| The problem |
Print all entries precisely as they are written.

==== Input records ====

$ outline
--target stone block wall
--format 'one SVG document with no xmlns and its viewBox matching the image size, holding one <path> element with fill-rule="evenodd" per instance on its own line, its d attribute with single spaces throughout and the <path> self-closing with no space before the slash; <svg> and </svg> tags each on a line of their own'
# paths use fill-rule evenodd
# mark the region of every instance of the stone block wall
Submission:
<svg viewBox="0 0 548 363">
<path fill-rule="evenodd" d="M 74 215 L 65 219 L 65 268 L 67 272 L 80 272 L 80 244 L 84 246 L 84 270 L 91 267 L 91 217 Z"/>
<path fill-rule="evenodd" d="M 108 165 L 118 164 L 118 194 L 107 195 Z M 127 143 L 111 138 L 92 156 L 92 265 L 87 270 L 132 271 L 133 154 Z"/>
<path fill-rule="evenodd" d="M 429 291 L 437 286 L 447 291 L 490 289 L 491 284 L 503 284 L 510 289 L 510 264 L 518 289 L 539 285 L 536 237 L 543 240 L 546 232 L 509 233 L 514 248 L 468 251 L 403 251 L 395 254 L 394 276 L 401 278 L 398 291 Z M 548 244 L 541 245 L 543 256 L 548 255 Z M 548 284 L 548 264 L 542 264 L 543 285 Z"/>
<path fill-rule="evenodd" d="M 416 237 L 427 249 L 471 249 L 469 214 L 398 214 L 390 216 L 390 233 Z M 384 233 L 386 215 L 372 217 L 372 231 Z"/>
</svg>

====

| Finished task |
$ outline
--target stone block wall
--format 'one SVG document with no xmlns and its viewBox matching the image size, holding one <path> element with fill-rule="evenodd" per instance on its own line, its d attribute with single spaces throughout and the <path> self-closing with no space before the slash; <svg> and </svg> tags each on a line of their own'
# paths use fill-rule evenodd
# mark the region of every instance of the stone block wall
Submission:
<svg viewBox="0 0 548 363">
<path fill-rule="evenodd" d="M 74 215 L 65 219 L 65 268 L 67 272 L 80 272 L 80 244 L 84 246 L 84 270 L 91 267 L 91 217 Z"/>
<path fill-rule="evenodd" d="M 108 165 L 118 164 L 118 194 L 107 195 Z M 127 143 L 111 138 L 92 156 L 92 265 L 87 270 L 132 271 L 133 154 Z"/>
<path fill-rule="evenodd" d="M 429 291 L 437 286 L 447 291 L 490 289 L 491 284 L 503 284 L 510 289 L 510 264 L 518 289 L 539 285 L 536 237 L 543 240 L 546 232 L 509 233 L 514 248 L 468 251 L 403 251 L 395 254 L 394 276 L 401 278 L 398 291 Z M 548 244 L 541 245 L 543 256 L 548 255 Z M 548 284 L 548 264 L 542 264 L 543 285 Z"/>
<path fill-rule="evenodd" d="M 416 237 L 427 249 L 471 249 L 469 214 L 398 214 L 390 216 L 390 233 Z M 384 233 L 386 215 L 372 217 L 372 231 Z"/>
</svg>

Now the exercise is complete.